> Excerpted text:

□ □ □

Warning of Brexit hit to UK’s post-COVID recovery

Brexit could cost the UK economy 2.9 percentage points in 2021, bringing GDP growth down to 7.2% next year, according to forecasts by KPMG. Despite new analysis finding that an early COVID-19 vaccine could see growth momentum accelerate from early next year, Brexit could hamper the UK’s recovery, bringing GDP growth down to 7.2% in 2021.

The manufacturing sectors hardest hit by Brexit, including textiles, chemicals and electrical manufacturing, could see output at the end of 2021 between 6% and 12% lower than in Q4 2019. KPMG says this is down to bottlenecks in supply chains, border frictions and falling investment, as well as the ongoing fallout of the pandemic. Uncertainty and loss of access to the EU market for the UK’s financial services sector could lead to 10% lower output over the same period, while the UK economy as a whole is not expected to reach pre-COVID levels until the end of 2022.

The analysis makes certain assumptions about the next few months, specifically that a slimmed-down Brexit deal is agreed by year-end, which excludes services, and a vaccine is ready to be rolled out early next year, which brings about the end of social distancing restrictions by late Spring.

Yael Selfin, chief economist at KPMG UK, said: “The impact of Brexit will single the UK out among advanced economies next year. While the Government will need to address the short-term needs of businesses as they cope with the transition to a new trading relationship, it is also important that it increases investment in the infrastructure and skills that will be needed in order to alleviate the longer-term impact Brexit will have on productivity and growth.”

KPMG’s data suggests that the ongoing efforts to contain the second wave of the pandemic across the UK could cause a milder than expected 2% fall in GDP in the current quarter, leading to an 11.2% contraction in output for 2020. While the extension of the Job Retention Scheme has potentially held off a sharp increase in unemployment this year, mounting losses and business closures could push the unemployment rate to peak at 7.8% in May next year before gradually subsiding as the economy continues to recover.

“While we can hopefully see the light at the end of the tunnel when it comes to the COVID-19 pandemic, there are further challenges ahead for the UK economy,” added Selfin. “Brexit and changes to working, communicating, and shopping habits reinforced by the pandemic will require all of us to adjust to new realities.”

□ □ □

> Entries provided:
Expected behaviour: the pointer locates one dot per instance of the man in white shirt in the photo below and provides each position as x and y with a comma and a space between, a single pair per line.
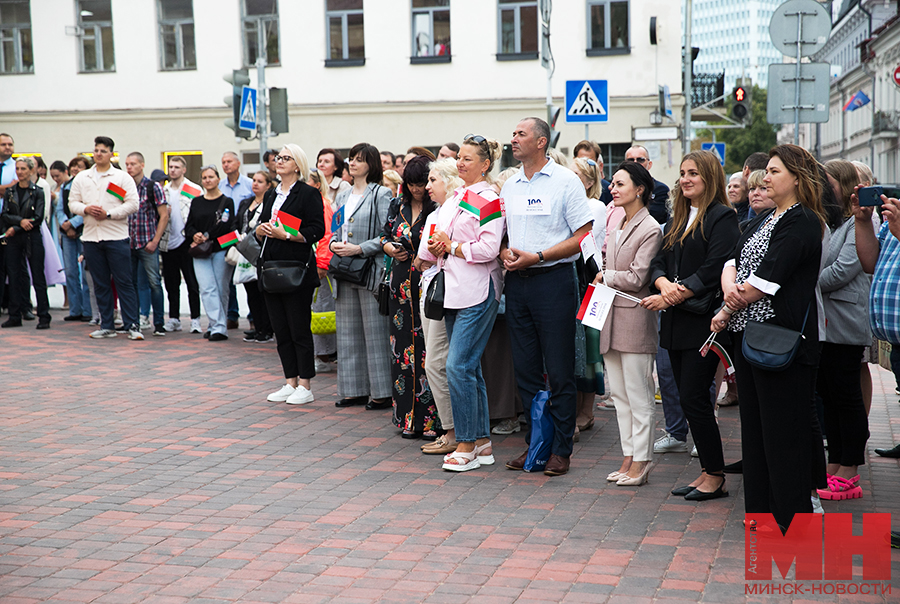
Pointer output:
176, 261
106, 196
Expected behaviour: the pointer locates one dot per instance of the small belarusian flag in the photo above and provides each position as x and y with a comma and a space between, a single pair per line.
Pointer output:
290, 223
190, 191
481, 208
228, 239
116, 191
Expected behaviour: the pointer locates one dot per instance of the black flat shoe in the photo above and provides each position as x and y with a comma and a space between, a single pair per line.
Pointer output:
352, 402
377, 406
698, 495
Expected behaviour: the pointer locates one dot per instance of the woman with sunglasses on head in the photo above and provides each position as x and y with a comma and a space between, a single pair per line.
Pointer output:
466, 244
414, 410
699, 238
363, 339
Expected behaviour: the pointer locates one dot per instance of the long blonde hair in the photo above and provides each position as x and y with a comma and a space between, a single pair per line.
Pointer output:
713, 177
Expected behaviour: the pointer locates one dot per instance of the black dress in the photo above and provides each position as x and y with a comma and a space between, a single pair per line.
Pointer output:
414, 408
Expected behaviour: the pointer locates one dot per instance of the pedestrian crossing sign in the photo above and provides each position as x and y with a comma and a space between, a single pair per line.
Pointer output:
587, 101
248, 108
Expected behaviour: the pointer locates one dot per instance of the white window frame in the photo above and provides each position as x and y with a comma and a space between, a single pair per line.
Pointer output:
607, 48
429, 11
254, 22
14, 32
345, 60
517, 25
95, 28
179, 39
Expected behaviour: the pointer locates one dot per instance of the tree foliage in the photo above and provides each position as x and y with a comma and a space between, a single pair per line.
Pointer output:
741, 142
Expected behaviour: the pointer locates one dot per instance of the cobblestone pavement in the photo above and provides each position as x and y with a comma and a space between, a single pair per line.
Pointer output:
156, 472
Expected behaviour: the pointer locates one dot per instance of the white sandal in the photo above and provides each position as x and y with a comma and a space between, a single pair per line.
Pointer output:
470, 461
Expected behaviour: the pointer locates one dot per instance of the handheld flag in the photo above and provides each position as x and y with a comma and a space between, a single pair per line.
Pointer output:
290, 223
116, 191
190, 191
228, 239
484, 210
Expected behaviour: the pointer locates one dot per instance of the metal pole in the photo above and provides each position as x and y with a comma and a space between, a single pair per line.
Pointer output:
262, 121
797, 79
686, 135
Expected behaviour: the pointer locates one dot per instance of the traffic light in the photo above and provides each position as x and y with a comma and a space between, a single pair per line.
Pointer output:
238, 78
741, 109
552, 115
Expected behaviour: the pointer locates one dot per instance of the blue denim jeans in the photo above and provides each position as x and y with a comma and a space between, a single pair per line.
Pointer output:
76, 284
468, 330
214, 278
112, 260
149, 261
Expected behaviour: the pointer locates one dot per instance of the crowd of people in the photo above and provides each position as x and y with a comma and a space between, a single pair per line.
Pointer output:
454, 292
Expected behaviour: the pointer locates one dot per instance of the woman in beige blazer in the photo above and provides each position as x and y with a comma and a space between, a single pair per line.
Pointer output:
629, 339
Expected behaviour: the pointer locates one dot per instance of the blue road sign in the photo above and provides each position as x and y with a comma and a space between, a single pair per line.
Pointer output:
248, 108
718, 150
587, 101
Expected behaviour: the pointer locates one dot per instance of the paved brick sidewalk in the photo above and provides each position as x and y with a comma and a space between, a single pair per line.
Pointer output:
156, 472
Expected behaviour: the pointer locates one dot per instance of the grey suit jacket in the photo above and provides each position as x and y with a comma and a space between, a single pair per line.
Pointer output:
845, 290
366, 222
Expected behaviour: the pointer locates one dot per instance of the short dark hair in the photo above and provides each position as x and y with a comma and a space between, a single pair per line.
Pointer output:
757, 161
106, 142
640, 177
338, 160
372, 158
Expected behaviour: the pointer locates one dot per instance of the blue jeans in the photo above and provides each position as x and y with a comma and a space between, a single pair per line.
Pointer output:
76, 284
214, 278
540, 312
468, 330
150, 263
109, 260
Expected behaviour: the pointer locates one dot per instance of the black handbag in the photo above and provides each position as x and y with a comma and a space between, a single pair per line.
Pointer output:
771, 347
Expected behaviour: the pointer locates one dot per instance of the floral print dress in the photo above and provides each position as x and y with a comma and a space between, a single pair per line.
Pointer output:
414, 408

□ □ □

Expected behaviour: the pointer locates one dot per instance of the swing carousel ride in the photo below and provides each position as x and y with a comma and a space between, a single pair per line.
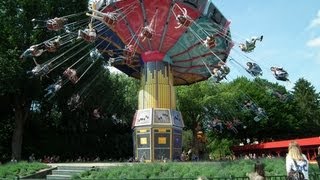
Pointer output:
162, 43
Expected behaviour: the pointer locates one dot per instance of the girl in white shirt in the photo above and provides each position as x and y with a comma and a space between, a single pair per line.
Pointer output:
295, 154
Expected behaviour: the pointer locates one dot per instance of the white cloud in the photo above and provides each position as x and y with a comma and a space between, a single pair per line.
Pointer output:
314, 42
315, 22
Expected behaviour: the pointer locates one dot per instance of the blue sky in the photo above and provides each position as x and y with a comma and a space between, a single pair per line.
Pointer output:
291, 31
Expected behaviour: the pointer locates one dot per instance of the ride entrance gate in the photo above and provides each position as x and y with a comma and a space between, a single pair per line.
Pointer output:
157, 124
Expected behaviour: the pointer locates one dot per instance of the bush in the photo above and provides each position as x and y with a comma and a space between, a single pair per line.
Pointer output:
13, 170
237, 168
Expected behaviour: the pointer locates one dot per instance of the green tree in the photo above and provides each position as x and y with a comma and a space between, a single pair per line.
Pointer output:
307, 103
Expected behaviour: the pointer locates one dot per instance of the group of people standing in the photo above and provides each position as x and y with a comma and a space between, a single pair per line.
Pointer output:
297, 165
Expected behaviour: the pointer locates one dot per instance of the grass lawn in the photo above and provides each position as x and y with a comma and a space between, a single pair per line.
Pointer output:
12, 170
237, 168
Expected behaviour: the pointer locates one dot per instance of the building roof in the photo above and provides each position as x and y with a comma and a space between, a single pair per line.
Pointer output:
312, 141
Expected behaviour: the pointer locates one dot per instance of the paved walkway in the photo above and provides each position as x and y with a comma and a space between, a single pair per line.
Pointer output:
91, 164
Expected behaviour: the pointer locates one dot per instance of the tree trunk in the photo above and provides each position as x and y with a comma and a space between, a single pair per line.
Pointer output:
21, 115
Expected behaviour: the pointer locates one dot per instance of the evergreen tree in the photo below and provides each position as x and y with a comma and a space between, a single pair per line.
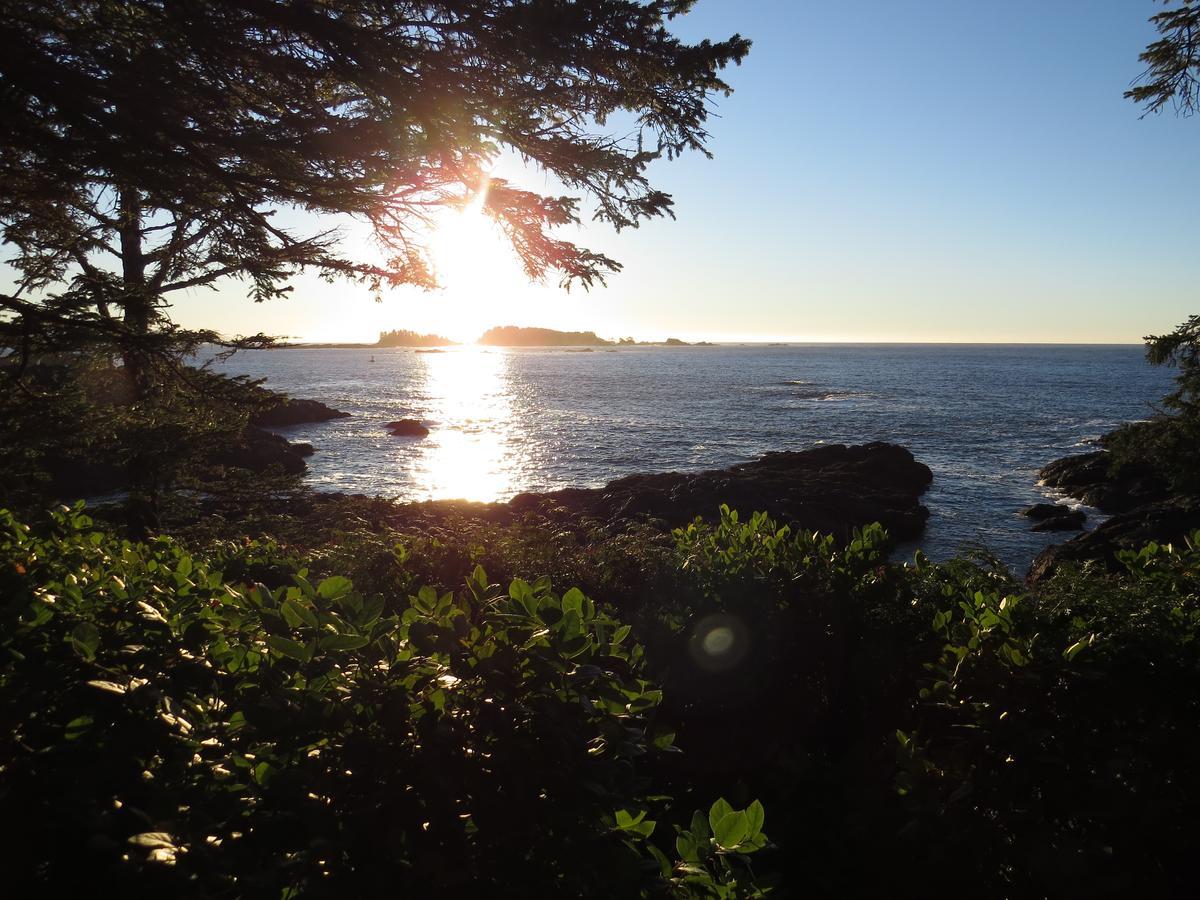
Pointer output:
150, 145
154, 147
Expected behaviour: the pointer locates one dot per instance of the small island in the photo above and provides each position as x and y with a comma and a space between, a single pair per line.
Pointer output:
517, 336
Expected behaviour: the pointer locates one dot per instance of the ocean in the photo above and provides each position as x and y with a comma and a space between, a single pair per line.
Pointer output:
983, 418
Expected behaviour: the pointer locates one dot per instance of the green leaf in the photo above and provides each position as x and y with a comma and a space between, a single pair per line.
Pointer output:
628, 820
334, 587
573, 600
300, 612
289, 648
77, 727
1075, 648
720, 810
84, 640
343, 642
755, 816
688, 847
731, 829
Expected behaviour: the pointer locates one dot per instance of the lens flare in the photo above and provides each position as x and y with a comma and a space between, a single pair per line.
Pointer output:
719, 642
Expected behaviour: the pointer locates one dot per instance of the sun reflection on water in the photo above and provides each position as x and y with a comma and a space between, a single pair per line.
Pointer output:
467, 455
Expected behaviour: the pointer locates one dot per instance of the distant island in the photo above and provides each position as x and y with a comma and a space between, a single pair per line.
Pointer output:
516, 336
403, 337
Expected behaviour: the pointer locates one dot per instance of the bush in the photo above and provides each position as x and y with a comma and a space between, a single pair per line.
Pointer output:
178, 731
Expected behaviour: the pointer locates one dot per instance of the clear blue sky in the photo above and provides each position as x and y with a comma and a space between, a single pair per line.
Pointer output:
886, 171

□ □ □

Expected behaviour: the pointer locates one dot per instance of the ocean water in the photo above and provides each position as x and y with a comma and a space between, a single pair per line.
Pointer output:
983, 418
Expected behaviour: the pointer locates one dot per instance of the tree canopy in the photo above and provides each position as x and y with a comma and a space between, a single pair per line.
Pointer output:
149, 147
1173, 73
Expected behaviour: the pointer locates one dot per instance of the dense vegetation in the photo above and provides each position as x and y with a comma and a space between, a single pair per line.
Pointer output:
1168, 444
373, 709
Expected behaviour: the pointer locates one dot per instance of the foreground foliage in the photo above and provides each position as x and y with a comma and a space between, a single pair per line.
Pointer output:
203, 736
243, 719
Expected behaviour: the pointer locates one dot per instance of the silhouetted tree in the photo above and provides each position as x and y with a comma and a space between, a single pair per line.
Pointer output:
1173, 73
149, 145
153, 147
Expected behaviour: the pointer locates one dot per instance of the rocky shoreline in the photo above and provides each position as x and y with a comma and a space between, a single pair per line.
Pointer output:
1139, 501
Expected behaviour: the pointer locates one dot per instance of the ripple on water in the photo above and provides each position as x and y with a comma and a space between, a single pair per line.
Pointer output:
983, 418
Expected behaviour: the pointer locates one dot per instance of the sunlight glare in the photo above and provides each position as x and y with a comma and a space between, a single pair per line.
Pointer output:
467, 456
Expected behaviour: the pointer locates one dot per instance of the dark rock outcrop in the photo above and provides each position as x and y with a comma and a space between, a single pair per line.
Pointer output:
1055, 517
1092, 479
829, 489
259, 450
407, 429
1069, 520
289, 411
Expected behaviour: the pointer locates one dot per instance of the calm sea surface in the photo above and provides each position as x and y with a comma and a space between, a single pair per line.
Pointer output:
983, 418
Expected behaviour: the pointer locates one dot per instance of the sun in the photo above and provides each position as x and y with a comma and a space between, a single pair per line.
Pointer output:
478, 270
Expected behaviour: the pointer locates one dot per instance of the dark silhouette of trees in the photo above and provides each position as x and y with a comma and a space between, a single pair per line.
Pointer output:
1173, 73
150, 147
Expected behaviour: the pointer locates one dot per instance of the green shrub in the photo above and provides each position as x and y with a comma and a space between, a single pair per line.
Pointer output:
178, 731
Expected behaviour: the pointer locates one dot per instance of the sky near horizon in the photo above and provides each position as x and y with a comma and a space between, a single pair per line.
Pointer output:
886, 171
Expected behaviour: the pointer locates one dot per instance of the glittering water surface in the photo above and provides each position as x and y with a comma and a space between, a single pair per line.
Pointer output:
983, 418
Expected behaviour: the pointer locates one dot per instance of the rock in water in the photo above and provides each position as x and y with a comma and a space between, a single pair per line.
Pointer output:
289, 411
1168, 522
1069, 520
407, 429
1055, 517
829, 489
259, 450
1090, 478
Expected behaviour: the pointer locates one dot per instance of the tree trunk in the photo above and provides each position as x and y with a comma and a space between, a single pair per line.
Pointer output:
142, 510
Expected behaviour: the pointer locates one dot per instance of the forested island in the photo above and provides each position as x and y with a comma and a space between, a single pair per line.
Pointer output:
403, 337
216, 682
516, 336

□ □ □

> Directions:
Reproduce the passage of the Brexit forecast article above from "Warning of Brexit" up to and including "7.2% in 2021.".

> Response to the task:
Warning of Brexit hit to UK’s post-COVID recovery

Brexit could cost the UK economy 2.9 percentage points in 2021, bringing GDP growth down to 7.2% next year, according to forecasts by KPMG. Despite new analysis finding that an early COVID-19 vaccine could see growth momentum accelerate from early next year, Brexit could hamper the UK’s recovery, bringing GDP growth down to 7.2% in 2021.